*Exercise aim*
Count how many lines contain the string "tile" and reply with the number only.

*Record set*
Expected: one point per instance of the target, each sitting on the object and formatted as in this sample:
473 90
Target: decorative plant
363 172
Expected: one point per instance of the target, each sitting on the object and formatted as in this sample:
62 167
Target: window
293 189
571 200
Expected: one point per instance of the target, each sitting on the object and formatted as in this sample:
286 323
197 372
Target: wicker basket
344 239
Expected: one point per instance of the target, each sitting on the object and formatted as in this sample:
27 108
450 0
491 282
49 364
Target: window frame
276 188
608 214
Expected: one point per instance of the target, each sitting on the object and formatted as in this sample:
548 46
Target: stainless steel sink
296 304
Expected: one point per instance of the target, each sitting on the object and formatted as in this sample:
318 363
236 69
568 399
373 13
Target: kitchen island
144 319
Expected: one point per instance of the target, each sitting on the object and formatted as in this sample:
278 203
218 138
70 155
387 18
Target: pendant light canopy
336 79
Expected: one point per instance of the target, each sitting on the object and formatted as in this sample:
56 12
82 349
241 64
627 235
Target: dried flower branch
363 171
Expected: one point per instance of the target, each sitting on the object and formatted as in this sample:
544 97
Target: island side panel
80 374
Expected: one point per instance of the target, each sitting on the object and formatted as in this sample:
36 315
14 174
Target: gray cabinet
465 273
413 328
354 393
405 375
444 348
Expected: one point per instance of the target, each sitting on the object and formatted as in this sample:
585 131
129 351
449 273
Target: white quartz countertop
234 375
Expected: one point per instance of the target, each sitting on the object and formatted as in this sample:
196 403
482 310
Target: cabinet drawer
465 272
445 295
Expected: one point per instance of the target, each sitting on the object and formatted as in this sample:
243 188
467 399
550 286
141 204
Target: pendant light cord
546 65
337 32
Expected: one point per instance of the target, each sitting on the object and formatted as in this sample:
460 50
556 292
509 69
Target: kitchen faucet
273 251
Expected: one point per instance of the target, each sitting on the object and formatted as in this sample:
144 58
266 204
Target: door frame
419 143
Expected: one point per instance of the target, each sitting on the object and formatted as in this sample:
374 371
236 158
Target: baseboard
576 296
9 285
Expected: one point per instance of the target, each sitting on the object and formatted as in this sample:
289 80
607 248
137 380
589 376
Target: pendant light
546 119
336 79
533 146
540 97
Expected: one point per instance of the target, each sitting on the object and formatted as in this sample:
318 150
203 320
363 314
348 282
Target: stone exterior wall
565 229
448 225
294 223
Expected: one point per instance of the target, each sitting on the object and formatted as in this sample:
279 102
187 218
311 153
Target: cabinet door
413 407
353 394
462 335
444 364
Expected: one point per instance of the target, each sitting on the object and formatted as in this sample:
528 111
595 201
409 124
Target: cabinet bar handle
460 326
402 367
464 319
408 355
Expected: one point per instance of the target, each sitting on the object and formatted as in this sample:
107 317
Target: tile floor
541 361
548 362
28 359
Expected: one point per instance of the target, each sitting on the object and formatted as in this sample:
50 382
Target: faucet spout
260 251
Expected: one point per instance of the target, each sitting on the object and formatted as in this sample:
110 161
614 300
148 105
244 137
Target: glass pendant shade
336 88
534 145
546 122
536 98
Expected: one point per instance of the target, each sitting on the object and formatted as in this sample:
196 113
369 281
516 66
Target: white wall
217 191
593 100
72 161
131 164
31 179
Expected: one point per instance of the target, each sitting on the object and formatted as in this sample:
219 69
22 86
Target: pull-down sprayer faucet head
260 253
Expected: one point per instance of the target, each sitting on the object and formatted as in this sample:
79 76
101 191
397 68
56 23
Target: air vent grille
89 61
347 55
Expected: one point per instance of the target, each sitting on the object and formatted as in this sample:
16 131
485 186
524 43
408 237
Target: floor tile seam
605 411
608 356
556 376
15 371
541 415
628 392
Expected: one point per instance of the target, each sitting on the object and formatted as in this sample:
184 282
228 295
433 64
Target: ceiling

*Correct result*
2